__INPUT__
-=-=-
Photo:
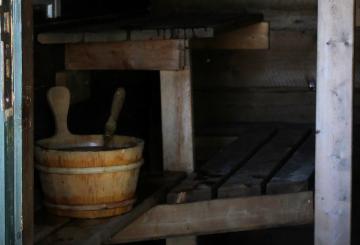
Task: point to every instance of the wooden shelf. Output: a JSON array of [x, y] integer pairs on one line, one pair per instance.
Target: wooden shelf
[[263, 160], [147, 28]]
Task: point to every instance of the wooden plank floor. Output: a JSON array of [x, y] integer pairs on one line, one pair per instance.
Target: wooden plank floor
[[265, 160], [145, 28], [261, 178], [58, 231]]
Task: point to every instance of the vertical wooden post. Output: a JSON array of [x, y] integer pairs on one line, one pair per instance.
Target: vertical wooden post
[[177, 125], [177, 121], [27, 121], [334, 122]]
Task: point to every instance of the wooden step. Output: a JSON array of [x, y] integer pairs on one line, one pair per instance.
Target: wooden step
[[251, 179], [204, 184]]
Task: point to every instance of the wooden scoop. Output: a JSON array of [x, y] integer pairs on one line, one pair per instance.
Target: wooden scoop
[[117, 105], [59, 101]]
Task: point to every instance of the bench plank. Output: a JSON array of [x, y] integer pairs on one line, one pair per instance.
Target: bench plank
[[220, 216], [252, 177], [204, 184]]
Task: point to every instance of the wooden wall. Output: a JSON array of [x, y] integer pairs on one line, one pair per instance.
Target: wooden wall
[[272, 85]]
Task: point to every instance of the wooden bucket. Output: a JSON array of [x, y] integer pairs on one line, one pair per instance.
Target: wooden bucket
[[81, 179]]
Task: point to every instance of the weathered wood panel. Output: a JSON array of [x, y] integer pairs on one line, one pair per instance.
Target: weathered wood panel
-=-=-
Output the records verbatim, every one of them, and keep the pictures out.

Photo:
Task: point to every instance of the wooden shelf. Output: a JSON array of [x, y] integer pairs on one line, one pair per instance.
Target: wooden shelf
[[263, 160], [147, 28]]
Task: point to every instance of the wooden plank floor. Output: a JSON array of [x, y] integer pairs on one line, one pair per instance.
Target: wooden plank floor
[[265, 160], [145, 28], [261, 178], [58, 231]]
Task: point to every instance of the vertical wooden post. Output: a JSON array of [x, y] integer pairs on one line, one pair per instance.
Target: vertical wooden post
[[177, 125], [177, 121], [27, 121], [334, 122]]
Task: point to every instance of the wooden step. Output: a JSON array of [x, y] integer pairs on one line, one pair per instance.
Target: wooden step
[[251, 179], [204, 184]]
Task: point to every instance of the wooden scoop. Output: a JSON array of [x, y] integer pairs on one line, one pair per instance.
Target: wooden scoop
[[117, 105], [59, 101]]
Task: point to every instance of the bench plank. Output: a JSON array of [x, y] integer pairs on one line, one pair per instance.
Target: bench plank
[[220, 216], [252, 177], [204, 184]]
Task: point to every instance of the wooden wall. Output: a JSON array of [x, y] integer pairs on one line, one pair per instance.
Target: wooden wall
[[272, 85]]
Task: point to every instance of the wooden bucket. Output: a JSON array of [x, y] integer pairs on one line, one pair per instance.
Target: wooden bucket
[[81, 179]]
Task: point to every instance of the weathered wood panel. Output: a JSON array of [x, y] integer pairs on one line, one pair per instance.
Target: weathered wood panel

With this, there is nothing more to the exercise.